■ EXCERPT:
We were sent a little vial containing a small amount of material and asked to determine the nature of the contents. The bottle had been found beside a dead German. It proved to be opium, and the owner had evidently been prepared for a painless passage across the Styx when such necessity arose.

Occasionally we had to investigate possible cases of cholera among troops coming from India. One day we received a telegram to proceed to a certain place about ten miles away and report on the sanitary surroundings and particularly on the water supply of a place where an old Frenchman had died with "choleric dysentery." We found the place after some search, and discovered that the old man had died a month before, and that the suspected water supply, unboiled, had been used ever since by a certain headquarter staff without ill effects. Needless to say that was the best proof obtainable that the water supply was safe.

The use of raw milk was forbidden in the army, and condensed milk was issued instead. Sometimes "blown" cans of this were sent in for examination and found to be infected with gas producing organisms. Whenever such occurred, the report would be forwarded back through the system to England and the manufacturer would be apprised of the fact and checked up on his methods. Canned foods of various sorts were also brought in for examination, but nothing of a harmful character ever discovered. The food supply of the British Army, as a matter of fact, was of the highest quality and had been subjected to rigid examination by the Government inspectors during its preparation; practically none of it was ever found to be bad.

Another unusual problem arose out of the fact that several soldiers had contracted anthrax, both in England and in France, and the shaving brushes issued were suspected of being the cause. We undertook to search them for anthrax spores, but found it was too long and tedious a job for a field laboratory, for the brushes were full of spores of all kinds. Later on in England anthrax was actually found by other bacteriologists in some of these brushes, according to reports published.

These few examples taken at random will serve to demonstrate the varied character of the work of a field laboratory, and to show that a certain amount of experience is necessary in order to handle some of the problems affectively. We were peculiarly fortunate in our combined experience. Major Rankin, a first rate pathologist and bacteriologist of the government of Alberta, had been in charge of the government laboratory at Siam for five years previous to the war, and knew tropical medicine like a book, while Captain Ellis had carried on research work for three years in the Rockefeller hospital laboratories in New York and was thoroughly conversant with all the most recent work in vaccine and serum therapy. Consequently there was practically nothing that we could not tackle between the three of us, either in bacteriology, pathology, sanitation or treatment of epidemic disease.

■ Dataset entries:
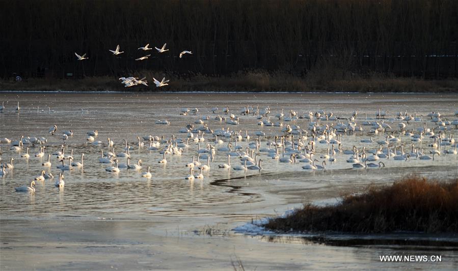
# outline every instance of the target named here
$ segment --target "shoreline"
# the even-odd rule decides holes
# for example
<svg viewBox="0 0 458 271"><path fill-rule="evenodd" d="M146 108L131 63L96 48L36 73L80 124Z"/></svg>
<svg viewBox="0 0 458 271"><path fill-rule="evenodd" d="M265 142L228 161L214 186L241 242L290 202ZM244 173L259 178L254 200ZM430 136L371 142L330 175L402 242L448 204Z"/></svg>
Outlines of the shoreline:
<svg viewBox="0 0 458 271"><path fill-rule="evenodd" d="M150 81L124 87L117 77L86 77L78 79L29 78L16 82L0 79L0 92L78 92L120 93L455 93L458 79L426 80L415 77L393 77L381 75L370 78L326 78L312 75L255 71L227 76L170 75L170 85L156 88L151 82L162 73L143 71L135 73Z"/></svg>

...

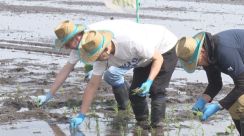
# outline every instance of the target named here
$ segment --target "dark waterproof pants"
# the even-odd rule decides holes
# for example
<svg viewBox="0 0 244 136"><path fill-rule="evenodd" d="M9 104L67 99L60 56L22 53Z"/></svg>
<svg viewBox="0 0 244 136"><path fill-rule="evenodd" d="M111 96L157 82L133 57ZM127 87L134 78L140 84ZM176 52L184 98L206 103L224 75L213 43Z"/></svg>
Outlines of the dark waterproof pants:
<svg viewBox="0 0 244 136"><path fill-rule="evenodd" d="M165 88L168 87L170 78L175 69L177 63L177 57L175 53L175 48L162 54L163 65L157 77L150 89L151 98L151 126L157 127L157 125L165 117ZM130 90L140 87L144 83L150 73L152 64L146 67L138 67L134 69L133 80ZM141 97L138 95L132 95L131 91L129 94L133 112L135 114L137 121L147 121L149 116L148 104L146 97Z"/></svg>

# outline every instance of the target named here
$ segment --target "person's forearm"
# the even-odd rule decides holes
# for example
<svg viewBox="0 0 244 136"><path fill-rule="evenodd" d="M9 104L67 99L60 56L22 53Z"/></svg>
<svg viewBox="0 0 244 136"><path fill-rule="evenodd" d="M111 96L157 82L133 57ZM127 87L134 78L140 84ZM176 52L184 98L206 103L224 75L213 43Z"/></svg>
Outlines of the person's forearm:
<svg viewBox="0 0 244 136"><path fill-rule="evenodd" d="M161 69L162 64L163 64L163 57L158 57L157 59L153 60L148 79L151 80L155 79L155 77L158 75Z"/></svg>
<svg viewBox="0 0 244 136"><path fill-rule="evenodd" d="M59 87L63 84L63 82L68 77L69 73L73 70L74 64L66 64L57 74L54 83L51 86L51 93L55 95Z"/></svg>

---

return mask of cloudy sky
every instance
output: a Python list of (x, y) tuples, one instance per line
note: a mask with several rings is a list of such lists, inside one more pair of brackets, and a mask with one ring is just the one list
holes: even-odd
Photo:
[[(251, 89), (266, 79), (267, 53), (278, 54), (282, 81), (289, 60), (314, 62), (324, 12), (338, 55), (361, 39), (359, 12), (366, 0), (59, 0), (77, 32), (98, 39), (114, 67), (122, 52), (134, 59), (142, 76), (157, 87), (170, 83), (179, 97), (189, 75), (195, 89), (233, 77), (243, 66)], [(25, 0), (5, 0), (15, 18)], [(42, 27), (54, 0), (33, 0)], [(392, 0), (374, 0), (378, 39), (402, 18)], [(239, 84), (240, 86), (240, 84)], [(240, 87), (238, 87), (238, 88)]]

■ WHAT THIS EXERCISE ASKS:
• A. For each of the following statements, say whether it agrees with the field laboratory passage, answering yes or no and quoting the deciding words from the passage: (i) The vial found beside a dead German contained opium. (ii) Raw milk was issued to the army in place of condensed milk. (iii) The field laboratory completed its search of the shaving brushes for anthrax spores.
• B. According to the field laboratory passage, how long had Major Rankin been in charge of the government laboratory at Siam before the war?
• C. Please write the next part of the field laboratory passage, picking up after its final sentence.

■ ANSWERS FOR EACH ITEM:
• A.
(i) Yes: "It proved to be opium"
(ii) No: "The use of raw milk was forbidden in the army, and condensed milk was issued instead."
(iii) No: "found it was too long and tedious a job for a field laboratory"

• B. He had been in charge of it for five years before the war.

• C.
Wherever an action was about to occur on the front the hospitals were evacuated of all sick and wounded in order to obtain the maximum number of empty beds. Consequently when fighting was going on the hospitals were very busy but the laboratory routine greatly decreased except in hygienic work. We therefore undertook scientific investigations of various kinds to keep busy and be of the maximum use.

At the suggestion of the D.M.S. of the army, Major Rankin made a survey of the army area for anopheles mosquitoes. The Indian corps was in our area at the time and he obtained the co-operation of the officers of the Indian Medical Service, who being particularly keen on biting insects collected many specimens for him. This variety of mosquito transmits malaria, and, as we were getting a few cases of malaria in troops who had been in tropical climates, it was important to determine accurately the varieties of mosquitoes present, particularly since the numerous ditches, canals and ponds of the country were ideal places for their multiplication. In spite of the anopheles mosquito being found everywhere, Major Rankin reported that he did not believe that there would be many new cases of malaria, develop in France and such proved to be the case.

Captain Ellis began an investigation into the grouping of the various strains of "meningococci"—the organism causing cerebro-spinal meningitis, with the ultimate object of obtaining a more efficient anti-serum for the treatment of this disease.

Apparatus designed to purify wash water from baths before turning it into the streams; designs for the building of small chlorinating plants near the trenches, and the construction of field incinerators for consuming garbage, were constantly being referred to us for consideration and suggestions; we thus had a variety of sanitary work of an interesting and useful kind, which helped to keep us busy.

The nature of our activities carried us through the area of shell fire, among the batteries and sometimes quite close to the trenches. We were free lances to all intents and purposes and frequently had to hunt out new problems to work upon. In travelling about in the course of our work we saw things more or less from the spectator's standpoint, and there were few things going on that escaped us.